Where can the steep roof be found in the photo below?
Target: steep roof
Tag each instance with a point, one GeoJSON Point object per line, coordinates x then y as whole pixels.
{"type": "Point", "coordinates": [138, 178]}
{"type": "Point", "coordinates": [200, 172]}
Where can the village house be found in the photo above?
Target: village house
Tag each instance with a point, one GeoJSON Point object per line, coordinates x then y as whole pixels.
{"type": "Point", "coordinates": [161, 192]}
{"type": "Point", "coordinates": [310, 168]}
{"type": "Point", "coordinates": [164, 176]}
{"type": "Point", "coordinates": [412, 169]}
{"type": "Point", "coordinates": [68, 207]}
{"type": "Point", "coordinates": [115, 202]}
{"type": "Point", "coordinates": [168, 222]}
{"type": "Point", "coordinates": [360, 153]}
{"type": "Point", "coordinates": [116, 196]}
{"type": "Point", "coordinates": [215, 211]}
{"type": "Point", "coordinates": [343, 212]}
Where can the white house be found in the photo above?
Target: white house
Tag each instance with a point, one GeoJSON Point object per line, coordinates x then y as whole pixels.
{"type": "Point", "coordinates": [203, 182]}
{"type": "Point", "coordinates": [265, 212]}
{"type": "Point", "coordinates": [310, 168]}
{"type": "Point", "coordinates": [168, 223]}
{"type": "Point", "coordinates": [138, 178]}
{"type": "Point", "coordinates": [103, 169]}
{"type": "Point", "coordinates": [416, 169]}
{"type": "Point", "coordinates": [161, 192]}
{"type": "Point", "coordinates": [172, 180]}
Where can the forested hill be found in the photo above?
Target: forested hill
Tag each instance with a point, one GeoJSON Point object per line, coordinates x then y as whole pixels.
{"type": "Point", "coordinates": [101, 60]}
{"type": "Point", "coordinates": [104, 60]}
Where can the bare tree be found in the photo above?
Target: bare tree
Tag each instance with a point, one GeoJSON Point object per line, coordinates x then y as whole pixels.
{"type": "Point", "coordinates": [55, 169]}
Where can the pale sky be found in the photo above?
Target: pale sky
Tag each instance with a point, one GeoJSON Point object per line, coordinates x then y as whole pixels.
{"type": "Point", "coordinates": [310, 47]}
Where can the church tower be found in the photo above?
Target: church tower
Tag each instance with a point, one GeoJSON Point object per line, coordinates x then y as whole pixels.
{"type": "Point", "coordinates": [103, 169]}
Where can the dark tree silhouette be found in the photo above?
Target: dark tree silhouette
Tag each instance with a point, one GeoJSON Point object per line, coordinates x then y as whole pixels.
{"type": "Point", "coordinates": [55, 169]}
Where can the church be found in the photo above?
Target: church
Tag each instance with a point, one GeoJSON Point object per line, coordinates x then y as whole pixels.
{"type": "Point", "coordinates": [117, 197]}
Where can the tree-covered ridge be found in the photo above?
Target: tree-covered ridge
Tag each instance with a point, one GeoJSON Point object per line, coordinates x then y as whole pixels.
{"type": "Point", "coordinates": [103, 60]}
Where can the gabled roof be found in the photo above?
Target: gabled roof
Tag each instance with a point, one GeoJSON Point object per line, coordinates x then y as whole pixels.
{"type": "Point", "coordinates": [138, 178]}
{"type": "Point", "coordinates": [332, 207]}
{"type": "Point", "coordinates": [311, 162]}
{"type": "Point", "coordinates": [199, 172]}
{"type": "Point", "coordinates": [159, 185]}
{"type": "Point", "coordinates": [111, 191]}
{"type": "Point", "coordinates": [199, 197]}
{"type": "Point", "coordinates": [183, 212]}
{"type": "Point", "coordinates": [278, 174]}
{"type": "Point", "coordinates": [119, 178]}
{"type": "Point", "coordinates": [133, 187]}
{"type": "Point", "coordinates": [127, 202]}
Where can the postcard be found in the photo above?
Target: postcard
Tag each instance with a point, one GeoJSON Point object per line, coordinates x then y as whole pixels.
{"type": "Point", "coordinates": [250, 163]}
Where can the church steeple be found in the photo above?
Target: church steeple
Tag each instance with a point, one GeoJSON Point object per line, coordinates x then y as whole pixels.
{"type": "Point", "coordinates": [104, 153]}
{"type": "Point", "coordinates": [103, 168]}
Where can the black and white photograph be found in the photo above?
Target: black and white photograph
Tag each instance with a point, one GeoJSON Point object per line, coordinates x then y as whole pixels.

.....

● Description of the task
Retype the listing. Match it exactly.

● Exercise result
Where can the steep roof be found in the photo below?
Target: steep roof
Tag each instance with a point, one GeoJSON Point object per line, coordinates x then y as whole pixels.
{"type": "Point", "coordinates": [138, 178]}
{"type": "Point", "coordinates": [200, 172]}
Where can the village house be found in the photo above?
Target: village house
Tag each instance with a point, one GeoJSON Point object per line, coordinates x then y as whole pixels.
{"type": "Point", "coordinates": [161, 192]}
{"type": "Point", "coordinates": [310, 168]}
{"type": "Point", "coordinates": [164, 176]}
{"type": "Point", "coordinates": [412, 169]}
{"type": "Point", "coordinates": [68, 207]}
{"type": "Point", "coordinates": [115, 202]}
{"type": "Point", "coordinates": [168, 222]}
{"type": "Point", "coordinates": [360, 153]}
{"type": "Point", "coordinates": [116, 196]}
{"type": "Point", "coordinates": [215, 211]}
{"type": "Point", "coordinates": [343, 212]}
Where can the white house be found in the photo above?
Target: white house
Tag each instance with a point, one GeoJSON Point object per line, coordinates x then y as whole pixels.
{"type": "Point", "coordinates": [203, 182]}
{"type": "Point", "coordinates": [265, 212]}
{"type": "Point", "coordinates": [310, 168]}
{"type": "Point", "coordinates": [168, 223]}
{"type": "Point", "coordinates": [138, 178]}
{"type": "Point", "coordinates": [103, 169]}
{"type": "Point", "coordinates": [416, 169]}
{"type": "Point", "coordinates": [161, 192]}
{"type": "Point", "coordinates": [172, 180]}
Where can the forested hill be found in the photo above?
Target: forested hill
Tag each instance with a point, one GeoJSON Point object per line, coordinates x then y as whole pixels.
{"type": "Point", "coordinates": [101, 60]}
{"type": "Point", "coordinates": [104, 60]}
Where can the bare tree be found in the photo above?
Target: bare tree
Tag each instance with a point, one GeoJSON Point object per line, coordinates x then y as whole pixels.
{"type": "Point", "coordinates": [55, 169]}
Where can the pale sky be found in the photo above?
Target: pale sky
Tag each instance with a point, one GeoJSON Point object per line, coordinates x then y as whole pixels.
{"type": "Point", "coordinates": [310, 47]}
Where can the church tower be found in the photo above?
Target: church tower
Tag each instance with a point, one GeoJSON Point object per line, coordinates x then y as whole pixels.
{"type": "Point", "coordinates": [103, 169]}
Where can the dark tree silhouette be found in the photo above?
Target: dark tree silhouette
Tag each instance with a point, one GeoJSON Point object per line, coordinates x then y as whole pixels.
{"type": "Point", "coordinates": [55, 169]}
Where can the church be found in the photo above?
Target: church
Tag each instance with a point, one GeoJSON Point object per line, coordinates x then y as whole pixels.
{"type": "Point", "coordinates": [117, 197]}
Where can the tree-covered ridge be found in the photo above?
Target: tree-covered ridge
Tag each instance with a point, one GeoJSON Point object per line, coordinates x then y as whole pixels.
{"type": "Point", "coordinates": [103, 60]}
Where can the gabled roof be found in the photo above?
Target: gabled roof
Tag each instance with a point, one GeoJSON Point object per line, coordinates x then y as whole pixels.
{"type": "Point", "coordinates": [138, 178]}
{"type": "Point", "coordinates": [332, 207]}
{"type": "Point", "coordinates": [311, 162]}
{"type": "Point", "coordinates": [199, 172]}
{"type": "Point", "coordinates": [159, 185]}
{"type": "Point", "coordinates": [111, 191]}
{"type": "Point", "coordinates": [199, 197]}
{"type": "Point", "coordinates": [183, 212]}
{"type": "Point", "coordinates": [278, 174]}
{"type": "Point", "coordinates": [119, 178]}
{"type": "Point", "coordinates": [133, 187]}
{"type": "Point", "coordinates": [127, 202]}
Where can the postcard be found in the photo above?
Target: postcard
Tag each instance with a point, one GeoJSON Point object per line, coordinates x then y as whole pixels.
{"type": "Point", "coordinates": [250, 163]}
Where can the church steeple be found in the photo above?
Target: church steeple
Tag each instance with a point, one GeoJSON Point object per line, coordinates x then y as whole pixels.
{"type": "Point", "coordinates": [104, 153]}
{"type": "Point", "coordinates": [103, 168]}
Where can the black and white photograph be found in the photo above?
Target: black and white photograph
Tag each instance with a point, one GeoJSON Point object per line, coordinates x then y as whole pixels.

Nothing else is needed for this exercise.